# Zum Tod von Michael Jackson: Viren, Trojaner, Malware



## Antiscammer (26 Juni 2009)

Es war zwar abzusehen, kommt aber mit überraschender Schnelligkeit.

Kaum ist der Tod des Super-Stars Michael Jackson bekannt geworden, wird das Internet nach einem Tag auch schon mit einer Flut von Twitter-Blogs, Spam-Mails und mit verseuchten Webseiten überschwemmt, die den Tod ausnutzen, um Malware zu verbreiten.

Cyberkriminelle nutzen Tod von Farah Fawcett und Michael Jackson aus - Security | News | ZDNet.de



> Sicherheitsexperten finden Trojaner auf Websites mit Berichten über die verstorbenen Prominenten. Ein angeblicher Video-Codec lädt Malware herunter. Tracelabs warnt vor Meldungen mit zweifelhaftem Inhalt....



Dazu auch:
Antispam e.V. - Einzelnen Beitrag anzeigen - Zum Tod von Michael Jackson


----------



## Eniac (30 Juni 2009)

**AUFGABENSTELLUNG:**
• a. Fasse den Forenthread über Malware nach dem Tod von Michael Jackson in zwei Sätzen zusammen.
• b. Schreibe den Forenthread über Malware nach dem Tod von Michael Jackson im Anschluss an seine letzte Zeile weiter.

**ZU PRÜFENDE DATEN:**
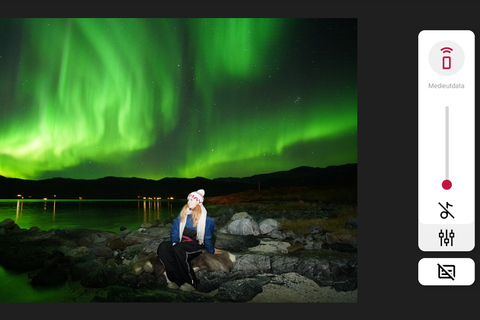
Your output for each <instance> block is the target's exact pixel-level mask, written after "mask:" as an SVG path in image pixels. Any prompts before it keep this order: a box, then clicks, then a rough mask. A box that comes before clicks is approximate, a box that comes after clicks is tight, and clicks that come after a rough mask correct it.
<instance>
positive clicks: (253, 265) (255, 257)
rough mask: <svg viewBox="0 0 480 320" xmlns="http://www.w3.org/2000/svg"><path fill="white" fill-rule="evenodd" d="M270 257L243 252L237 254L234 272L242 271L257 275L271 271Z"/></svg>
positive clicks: (267, 256)
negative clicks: (261, 273)
mask: <svg viewBox="0 0 480 320" xmlns="http://www.w3.org/2000/svg"><path fill="white" fill-rule="evenodd" d="M271 269H272V266H271V264H270V258H269V257H268V256H264V255H256V254H245V255H241V256H237V261H236V263H235V266H234V267H233V271H234V272H243V273H245V274H247V275H257V274H261V273H268V272H271Z"/></svg>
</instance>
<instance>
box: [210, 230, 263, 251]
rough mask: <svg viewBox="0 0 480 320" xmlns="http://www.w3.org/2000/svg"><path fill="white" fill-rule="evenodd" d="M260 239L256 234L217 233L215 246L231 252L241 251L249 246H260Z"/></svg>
mask: <svg viewBox="0 0 480 320" xmlns="http://www.w3.org/2000/svg"><path fill="white" fill-rule="evenodd" d="M259 244H260V239H258V238H257V237H255V236H252V235H249V236H241V235H233V234H227V233H217V234H216V238H215V247H216V248H218V249H221V250H226V251H230V252H241V251H244V250H246V249H248V248H252V247H255V246H258V245H259Z"/></svg>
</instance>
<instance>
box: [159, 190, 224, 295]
mask: <svg viewBox="0 0 480 320" xmlns="http://www.w3.org/2000/svg"><path fill="white" fill-rule="evenodd" d="M204 195H205V191H204V190H203V189H199V190H197V191H193V192H191V193H190V194H189V195H188V197H187V200H188V202H187V204H185V206H184V207H183V209H182V211H180V214H179V215H178V216H177V218H176V219H175V220H174V221H173V225H172V229H171V231H170V241H168V240H167V241H163V242H162V243H160V245H159V246H158V249H157V255H158V257H159V259H160V261H161V262H162V264H163V265H164V266H165V273H166V274H165V276H166V277H167V282H168V287H169V288H171V289H178V288H180V289H181V290H183V291H192V290H195V289H196V287H197V278H196V276H195V272H194V270H193V268H192V267H191V260H192V259H193V258H195V257H197V256H198V255H199V254H201V253H202V249H205V250H206V251H207V252H209V253H212V254H213V253H215V249H214V246H213V241H212V237H213V230H214V228H215V223H214V221H213V220H212V219H211V218H210V217H208V216H207V209H205V207H204V206H203V204H202V203H203V197H204Z"/></svg>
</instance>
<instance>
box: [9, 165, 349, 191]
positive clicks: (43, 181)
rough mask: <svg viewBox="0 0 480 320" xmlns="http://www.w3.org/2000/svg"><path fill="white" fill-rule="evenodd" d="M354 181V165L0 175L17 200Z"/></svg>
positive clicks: (339, 184)
mask: <svg viewBox="0 0 480 320" xmlns="http://www.w3.org/2000/svg"><path fill="white" fill-rule="evenodd" d="M356 182H357V164H346V165H340V166H329V167H326V168H313V167H298V168H295V169H292V170H288V171H278V172H273V173H266V174H258V175H254V176H251V177H245V178H216V179H206V178H202V177H196V178H191V179H190V178H188V179H187V178H163V179H161V180H150V179H141V178H118V177H105V178H100V179H95V180H83V179H70V178H52V179H45V180H22V179H16V178H5V177H2V176H0V198H1V199H17V198H19V197H20V196H19V195H21V196H22V197H24V198H25V199H28V198H32V199H42V198H54V197H55V198H57V199H78V198H79V197H82V198H84V199H136V198H138V197H162V198H164V199H165V198H167V197H174V198H185V197H186V196H187V194H188V193H189V192H191V191H194V190H198V189H205V190H206V195H205V196H207V197H209V196H221V195H227V194H231V193H236V192H242V191H247V190H255V189H258V188H259V187H260V188H261V189H269V188H281V187H321V186H328V185H342V184H352V183H355V184H356Z"/></svg>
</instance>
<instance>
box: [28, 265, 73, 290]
mask: <svg viewBox="0 0 480 320" xmlns="http://www.w3.org/2000/svg"><path fill="white" fill-rule="evenodd" d="M67 280H68V273H67V271H66V270H65V269H64V268H52V269H43V270H41V271H40V272H39V273H37V274H36V275H35V276H34V277H33V278H32V281H31V282H30V284H31V285H32V286H33V287H49V288H51V287H59V286H61V285H63V284H64V283H65V282H66V281H67Z"/></svg>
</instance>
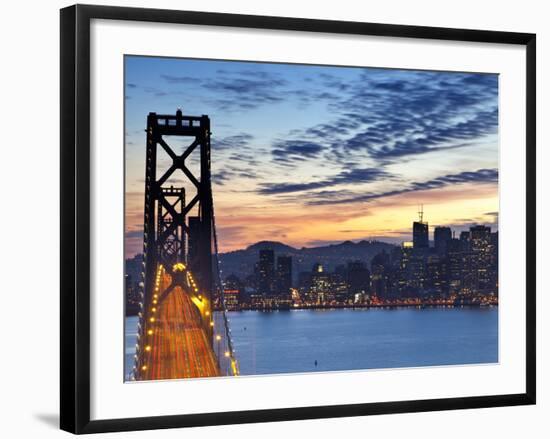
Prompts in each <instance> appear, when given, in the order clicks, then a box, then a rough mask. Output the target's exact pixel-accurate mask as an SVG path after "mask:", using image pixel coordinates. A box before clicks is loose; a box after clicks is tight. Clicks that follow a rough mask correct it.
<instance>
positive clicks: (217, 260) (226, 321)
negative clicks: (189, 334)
mask: <svg viewBox="0 0 550 439" xmlns="http://www.w3.org/2000/svg"><path fill="white" fill-rule="evenodd" d="M210 200H211V203H210V204H211V206H212V235H213V238H214V264H215V270H214V271H215V273H214V274H215V278H214V282H215V285H216V286H215V289H216V290H217V296H218V298H219V307H220V309H219V311H218V312H217V313H216V316H217V319H215V320H217V321H216V322H215V325H216V326H217V327H220V325H221V327H222V329H223V331H222V332H223V334H220V333H219V332H220V331H218V332H217V333H216V335H215V339H216V340H215V341H214V347H215V348H216V343H224V344H225V346H224V347H225V350H224V355H223V357H220V355H219V354H218V361H219V364H220V369H222V370H224V371H226V373H227V374H228V375H238V374H239V366H238V362H237V358H236V356H235V348H234V344H233V339H232V337H231V328H230V326H229V320H228V318H227V306H226V303H225V293H224V288H223V282H222V276H221V269H220V257H219V253H218V234H217V231H216V216H215V214H214V200H213V198H212V192H210ZM218 337H221V339H219V338H218ZM224 340H225V341H224Z"/></svg>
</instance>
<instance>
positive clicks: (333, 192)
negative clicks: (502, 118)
mask: <svg viewBox="0 0 550 439" xmlns="http://www.w3.org/2000/svg"><path fill="white" fill-rule="evenodd" d="M125 96H126V101H125V102H126V145H125V147H126V158H127V164H126V174H127V179H126V185H127V187H126V190H127V215H126V219H127V232H128V237H129V239H130V240H132V239H133V240H134V241H135V242H134V243H135V247H136V249H137V248H139V245H138V244H139V243H138V242H137V241H138V240H139V235H140V231H141V229H140V228H141V222H142V221H141V215H142V212H143V210H142V204H141V203H142V197H143V170H144V157H145V147H144V145H145V134H144V129H145V123H146V116H147V114H148V113H149V112H151V111H154V112H157V113H162V114H174V113H175V111H176V110H177V109H178V108H181V109H182V111H183V112H184V114H189V115H201V114H207V115H208V116H209V117H210V119H211V125H212V140H211V143H212V175H213V181H214V186H213V191H214V197H215V205H216V218H217V222H218V229H219V234H220V236H221V242H222V249H224V250H231V249H236V248H242V247H245V246H246V245H249V244H252V243H254V242H256V241H258V240H260V239H271V240H279V241H283V242H286V243H288V244H291V245H295V246H307V245H313V244H318V243H323V242H337V241H342V240H346V239H352V240H358V239H369V238H375V239H379V238H381V239H386V240H391V241H402V240H405V239H407V237H408V235H409V234H410V230H409V229H410V223H411V222H412V221H413V220H414V219H415V218H416V211H417V206H418V204H420V203H422V204H424V206H425V207H424V209H425V211H426V215H425V216H426V218H427V219H428V221H429V222H430V225H431V226H432V225H443V224H445V225H451V226H452V227H454V228H456V229H457V231H458V230H461V229H464V228H466V227H468V226H469V225H470V224H472V223H485V224H492V225H493V227H496V224H497V216H498V213H497V212H498V183H497V182H498V76H497V75H492V74H476V73H454V72H447V73H446V72H428V71H410V70H389V69H376V68H356V67H327V66H309V65H289V64H272V63H256V62H235V61H215V60H190V59H173V58H151V57H133V56H127V57H126V58H125ZM169 143H171V144H172V145H175V146H176V148H180V149H181V148H182V147H183V142H182V140H181V139H171V141H170V142H169ZM193 160H195V162H194V164H195V166H196V164H197V163H196V159H191V165H193ZM163 163H164V164H166V163H168V161H167V159H163V158H161V159H160V164H161V165H162V164H163ZM183 182H184V179H183V178H181V179H178V178H177V177H175V178H174V179H173V180H172V181H171V182H170V183H172V184H174V185H180V184H184V183H183ZM130 248H133V245H131V246H130Z"/></svg>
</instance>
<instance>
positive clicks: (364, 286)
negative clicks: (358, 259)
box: [348, 261, 370, 294]
mask: <svg viewBox="0 0 550 439" xmlns="http://www.w3.org/2000/svg"><path fill="white" fill-rule="evenodd" d="M348 289H349V292H350V293H351V294H358V293H368V292H369V291H370V272H369V269H368V268H367V266H366V264H365V263H364V262H362V261H353V262H349V263H348Z"/></svg>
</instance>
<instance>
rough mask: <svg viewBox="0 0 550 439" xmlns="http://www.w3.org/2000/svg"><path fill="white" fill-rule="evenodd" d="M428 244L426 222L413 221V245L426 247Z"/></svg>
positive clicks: (427, 232)
mask: <svg viewBox="0 0 550 439" xmlns="http://www.w3.org/2000/svg"><path fill="white" fill-rule="evenodd" d="M429 246H430V241H429V238H428V223H424V222H419V221H415V222H414V223H413V247H414V248H415V249H419V248H428V247H429Z"/></svg>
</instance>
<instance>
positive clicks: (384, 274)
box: [371, 251, 391, 298]
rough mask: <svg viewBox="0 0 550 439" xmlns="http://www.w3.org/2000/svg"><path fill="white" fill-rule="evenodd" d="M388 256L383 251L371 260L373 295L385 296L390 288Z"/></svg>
mask: <svg viewBox="0 0 550 439" xmlns="http://www.w3.org/2000/svg"><path fill="white" fill-rule="evenodd" d="M390 270H391V261H390V256H389V255H388V253H386V252H385V251H383V252H381V253H378V254H377V255H376V256H375V257H374V258H372V261H371V289H372V292H373V293H374V295H376V296H378V297H381V298H385V297H387V296H388V293H389V290H390Z"/></svg>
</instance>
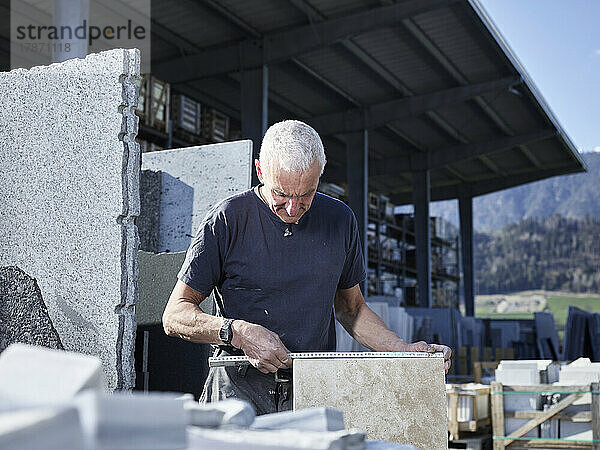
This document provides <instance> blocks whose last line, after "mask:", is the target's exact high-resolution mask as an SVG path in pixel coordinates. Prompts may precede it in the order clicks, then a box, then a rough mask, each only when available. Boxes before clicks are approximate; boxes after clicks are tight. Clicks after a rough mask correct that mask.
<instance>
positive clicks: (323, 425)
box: [251, 407, 345, 431]
mask: <svg viewBox="0 0 600 450" xmlns="http://www.w3.org/2000/svg"><path fill="white" fill-rule="evenodd" d="M251 428H254V429H260V428H262V429H270V430H281V429H294V430H304V431H340V430H343V429H345V426H344V413H343V412H342V411H340V410H339V409H334V408H326V407H320V408H306V409H298V410H296V411H284V412H279V413H273V414H264V415H262V416H258V417H257V418H256V419H255V420H254V422H253V423H252V426H251Z"/></svg>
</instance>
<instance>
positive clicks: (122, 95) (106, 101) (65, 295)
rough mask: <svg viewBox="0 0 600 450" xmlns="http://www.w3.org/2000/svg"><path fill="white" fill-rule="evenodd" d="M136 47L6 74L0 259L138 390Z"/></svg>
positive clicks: (76, 348) (0, 214) (73, 329)
mask: <svg viewBox="0 0 600 450" xmlns="http://www.w3.org/2000/svg"><path fill="white" fill-rule="evenodd" d="M139 58H140V54H139V51H138V50H135V49H131V50H124V49H115V50H109V51H106V52H102V53H98V54H92V55H88V56H87V57H86V58H85V59H77V58H75V59H70V60H68V61H65V62H63V63H60V64H52V65H50V66H40V67H33V68H32V69H30V70H24V69H16V70H12V71H10V72H2V73H0V92H2V95H1V96H0V130H2V132H1V133H0V168H1V169H0V172H1V178H2V183H0V199H2V203H1V204H0V266H18V267H19V268H20V269H21V270H23V271H24V272H25V273H27V274H28V275H30V276H31V277H33V278H35V279H36V280H37V282H38V285H39V287H40V290H41V293H42V297H43V300H44V302H45V304H46V306H47V307H48V314H49V317H50V319H51V320H52V323H53V325H54V327H55V328H56V331H57V332H58V334H59V336H60V340H61V342H62V343H63V345H64V347H65V349H67V350H71V351H77V352H81V353H87V354H91V355H96V356H98V357H100V359H101V360H102V364H103V368H104V372H105V374H106V381H107V385H108V387H109V388H111V389H112V388H130V387H132V386H133V384H134V381H135V369H134V366H133V351H134V344H135V342H134V332H135V316H134V312H133V307H134V304H135V302H136V300H137V284H136V280H137V245H138V244H137V241H138V236H137V229H136V226H135V224H134V218H135V217H136V216H137V215H138V214H139V208H140V207H139V203H140V202H139V158H140V149H139V145H138V144H137V143H136V142H135V136H136V134H137V126H138V118H137V116H136V115H135V106H136V104H137V96H138V93H137V88H136V85H135V79H136V77H137V76H139V66H140V60H139Z"/></svg>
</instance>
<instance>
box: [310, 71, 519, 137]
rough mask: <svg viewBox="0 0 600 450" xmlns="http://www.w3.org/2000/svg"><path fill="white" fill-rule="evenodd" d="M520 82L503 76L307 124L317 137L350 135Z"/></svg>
mask: <svg viewBox="0 0 600 450" xmlns="http://www.w3.org/2000/svg"><path fill="white" fill-rule="evenodd" d="M519 83H521V79H520V78H519V77H512V76H511V77H506V78H501V79H498V80H492V81H487V82H484V83H478V84H473V85H469V86H461V87H457V88H451V89H444V90H441V91H437V92H432V93H430V94H424V95H415V96H412V97H406V98H402V99H398V100H391V101H388V102H383V103H379V104H376V105H371V106H369V107H367V108H365V109H364V110H363V109H361V108H355V109H351V110H348V111H341V112H337V113H333V114H325V115H322V116H318V117H315V118H314V119H312V120H311V124H313V126H314V127H315V128H316V129H318V130H319V132H320V133H321V134H336V133H352V132H355V131H359V130H362V129H367V130H369V129H373V128H378V127H381V126H383V125H385V124H387V123H390V122H394V121H396V120H400V119H403V118H406V117H415V116H418V115H419V114H423V113H425V112H427V111H432V110H435V109H437V108H439V107H441V106H445V105H448V104H452V103H460V102H464V101H466V100H469V99H471V98H474V97H477V96H479V95H483V94H487V93H490V92H496V91H501V90H504V89H508V88H510V87H511V86H514V85H516V84H519Z"/></svg>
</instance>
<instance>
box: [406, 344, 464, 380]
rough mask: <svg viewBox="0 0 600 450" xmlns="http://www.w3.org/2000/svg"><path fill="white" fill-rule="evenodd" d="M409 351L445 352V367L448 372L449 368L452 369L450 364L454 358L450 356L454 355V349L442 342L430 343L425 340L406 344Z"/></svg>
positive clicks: (449, 368)
mask: <svg viewBox="0 0 600 450" xmlns="http://www.w3.org/2000/svg"><path fill="white" fill-rule="evenodd" d="M405 351H407V352H428V353H436V352H442V353H443V354H444V369H446V373H448V369H450V364H451V362H452V360H451V359H450V357H451V356H452V350H451V349H450V347H447V346H445V345H440V344H428V343H427V342H424V341H419V342H415V343H413V344H408V345H407V346H406V350H405Z"/></svg>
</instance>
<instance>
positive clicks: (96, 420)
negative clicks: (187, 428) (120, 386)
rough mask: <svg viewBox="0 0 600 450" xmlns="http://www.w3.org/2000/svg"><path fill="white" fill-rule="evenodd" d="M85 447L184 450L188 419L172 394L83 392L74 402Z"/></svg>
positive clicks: (96, 447) (185, 443)
mask: <svg viewBox="0 0 600 450" xmlns="http://www.w3.org/2000/svg"><path fill="white" fill-rule="evenodd" d="M75 405H76V407H77V409H78V410H79V416H80V419H81V425H82V428H83V431H84V437H85V441H86V448H89V449H95V450H104V449H106V450H108V449H119V450H138V449H140V450H141V449H144V450H154V449H162V450H169V449H173V450H174V449H182V448H187V438H186V430H185V429H186V426H187V423H188V416H187V413H186V411H185V409H184V406H183V405H184V400H178V399H177V396H176V395H175V394H162V393H161V394H157V393H147V394H137V393H133V394H132V393H119V392H117V393H114V394H106V393H97V392H83V393H81V394H80V395H78V396H77V398H76V399H75Z"/></svg>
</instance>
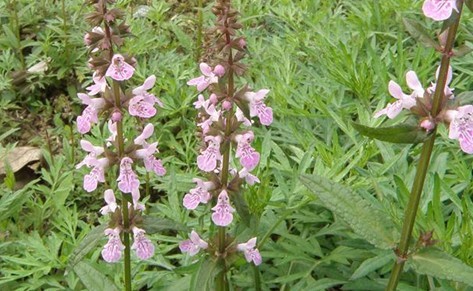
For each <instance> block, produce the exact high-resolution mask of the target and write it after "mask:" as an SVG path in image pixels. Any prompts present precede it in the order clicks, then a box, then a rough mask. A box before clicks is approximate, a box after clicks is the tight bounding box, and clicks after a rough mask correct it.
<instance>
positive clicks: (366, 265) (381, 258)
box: [350, 251, 396, 280]
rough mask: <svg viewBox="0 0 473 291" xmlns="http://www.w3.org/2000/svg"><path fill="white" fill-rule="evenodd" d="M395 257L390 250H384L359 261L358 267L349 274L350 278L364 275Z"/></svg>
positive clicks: (391, 259)
mask: <svg viewBox="0 0 473 291" xmlns="http://www.w3.org/2000/svg"><path fill="white" fill-rule="evenodd" d="M395 259H396V257H395V255H394V253H393V252H392V251H386V252H383V253H382V254H379V255H377V256H376V257H373V258H369V259H367V260H365V261H364V262H363V263H361V265H360V266H359V267H358V269H356V270H355V272H354V273H353V275H351V277H350V280H356V279H359V278H361V277H364V276H366V275H368V274H369V273H371V272H374V271H376V270H378V269H379V268H382V267H384V266H385V265H387V264H389V263H393V262H394V261H395Z"/></svg>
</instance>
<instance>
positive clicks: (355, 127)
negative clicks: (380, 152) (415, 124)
mask: <svg viewBox="0 0 473 291" xmlns="http://www.w3.org/2000/svg"><path fill="white" fill-rule="evenodd" d="M352 125H353V127H354V128H355V129H356V130H357V131H358V132H359V133H361V134H362V135H364V136H367V137H370V138H375V139H377V140H380V141H387V142H392V143H413V144H417V143H422V142H424V141H425V140H426V139H427V138H428V137H429V133H428V132H427V131H426V130H425V129H423V128H422V127H420V126H418V125H409V124H400V125H395V126H390V127H368V126H364V125H361V124H358V123H352Z"/></svg>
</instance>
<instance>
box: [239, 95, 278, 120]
mask: <svg viewBox="0 0 473 291" xmlns="http://www.w3.org/2000/svg"><path fill="white" fill-rule="evenodd" d="M268 93H269V90H267V89H261V90H259V91H258V92H247V93H245V97H246V99H247V100H248V101H249V102H250V103H249V105H250V116H251V117H254V116H258V118H259V121H260V123H261V124H262V125H270V124H271V123H272V122H273V109H271V107H267V106H266V105H265V104H264V103H263V100H264V98H265V97H266V95H267V94H268Z"/></svg>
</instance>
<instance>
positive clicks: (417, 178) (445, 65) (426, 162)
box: [386, 1, 463, 291]
mask: <svg viewBox="0 0 473 291" xmlns="http://www.w3.org/2000/svg"><path fill="white" fill-rule="evenodd" d="M458 3H459V5H458V11H459V13H458V16H456V17H457V18H456V19H455V22H454V23H453V24H452V25H451V26H450V27H449V28H448V35H447V43H446V45H445V49H444V52H443V55H442V60H441V63H440V70H439V76H438V80H437V86H436V87H435V92H434V97H433V105H432V110H431V115H432V117H436V116H437V114H438V113H439V112H440V111H441V105H442V100H443V99H444V98H443V97H444V94H445V93H444V92H445V85H446V81H447V75H448V68H449V66H450V58H451V56H452V49H453V45H454V42H455V35H456V33H457V29H458V24H459V22H460V16H461V11H462V7H463V1H459V2H458ZM435 135H436V129H434V131H433V132H432V135H431V136H430V138H429V139H427V141H426V142H425V143H424V145H423V146H422V153H421V155H420V159H419V164H418V165H417V171H416V176H415V179H414V185H412V190H411V195H410V198H409V202H408V204H407V208H406V212H405V215H404V222H403V224H402V232H401V241H400V243H399V247H398V249H397V256H398V260H397V261H396V263H395V265H394V267H393V270H392V272H391V277H390V278H389V282H388V286H387V288H386V290H388V291H394V290H396V287H397V284H398V282H399V278H400V275H401V273H402V269H403V267H404V263H405V261H406V259H407V256H408V252H409V242H410V240H411V236H412V230H413V228H414V223H415V219H416V215H417V210H418V208H419V201H420V197H421V194H422V188H423V186H424V181H425V176H426V175H427V171H428V168H429V163H430V157H431V155H432V149H433V147H434V143H435Z"/></svg>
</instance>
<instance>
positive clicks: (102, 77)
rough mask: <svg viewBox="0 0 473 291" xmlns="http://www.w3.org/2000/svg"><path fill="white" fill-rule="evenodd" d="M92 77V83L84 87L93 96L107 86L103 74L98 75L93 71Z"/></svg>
mask: <svg viewBox="0 0 473 291" xmlns="http://www.w3.org/2000/svg"><path fill="white" fill-rule="evenodd" d="M92 79H93V80H94V84H93V85H90V86H89V87H87V88H85V89H86V90H87V91H89V93H88V95H91V96H94V95H97V94H98V93H103V92H105V88H106V87H107V80H106V79H105V76H100V75H98V74H97V72H94V75H93V77H92Z"/></svg>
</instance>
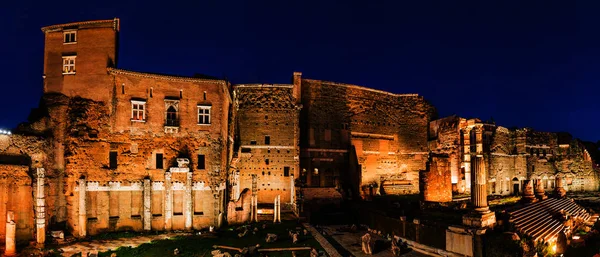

**ANTWORTEN JE AUFGABE:**
• a. Kaum ist der Tod von Michael Jackson bekannt, wird das Internet mit Twitter-Blogs, Spam-Mails und verseuchten Webseiten überschwemmt, die den Tod zur Verbreitung von Malware ausnutzen. Laut einer verlinkten Meldung finden Sicherheitsexperten Trojaner auf Websites mit Berichten über die verstorbenen Prominenten, und ein angeblicher Video-Codec lädt Malware herunter.

• b.
*AW: Zum Tod von Michael Jackson: Viren, Trojaner, Malware*

Auch in Nigeria zeigen sich wie zu erwarten die ersten Trittbrettfahrer:



> My name is Mrs Aishat Mohammed, I know that this mail will come to you as a surprise.I am the bill and exchange manager of African Development Bank Federal Republic of Benin here. I hope that you will not expose or betray this trust and confident that I am about to repose on you for the mutual benefit of our both families. I need your urgent assistance in transferring the sum of $25.3million immediately to your direct account which the popular artist ,*the king of the hip hop Micheal Jackson is the owner of the account*.
> 
> Upon receipt of your reply, I will send you the full details on how the transaction will be executed, and also note that you will have 40% of the above mentioned sum if you agree to transact the business with me and pls note that we have no time to waste.
> ...



forum.419eater.com :: View topic - Michael Jackson, the King of Hip Hop is dead...NOK scam...

ROFL


Eniac


----------



## Anna Renate (1 Juli 2009)

*AW: Zum Tod von Michael Jackson: Viren, Trojaner, Malware*

ich finde es einfach nur schrecklich, wie mit dem Tod umgegangen wird.
Aber damit war ja zu rechnen.


----------



## Dragonheart (3 Juli 2009)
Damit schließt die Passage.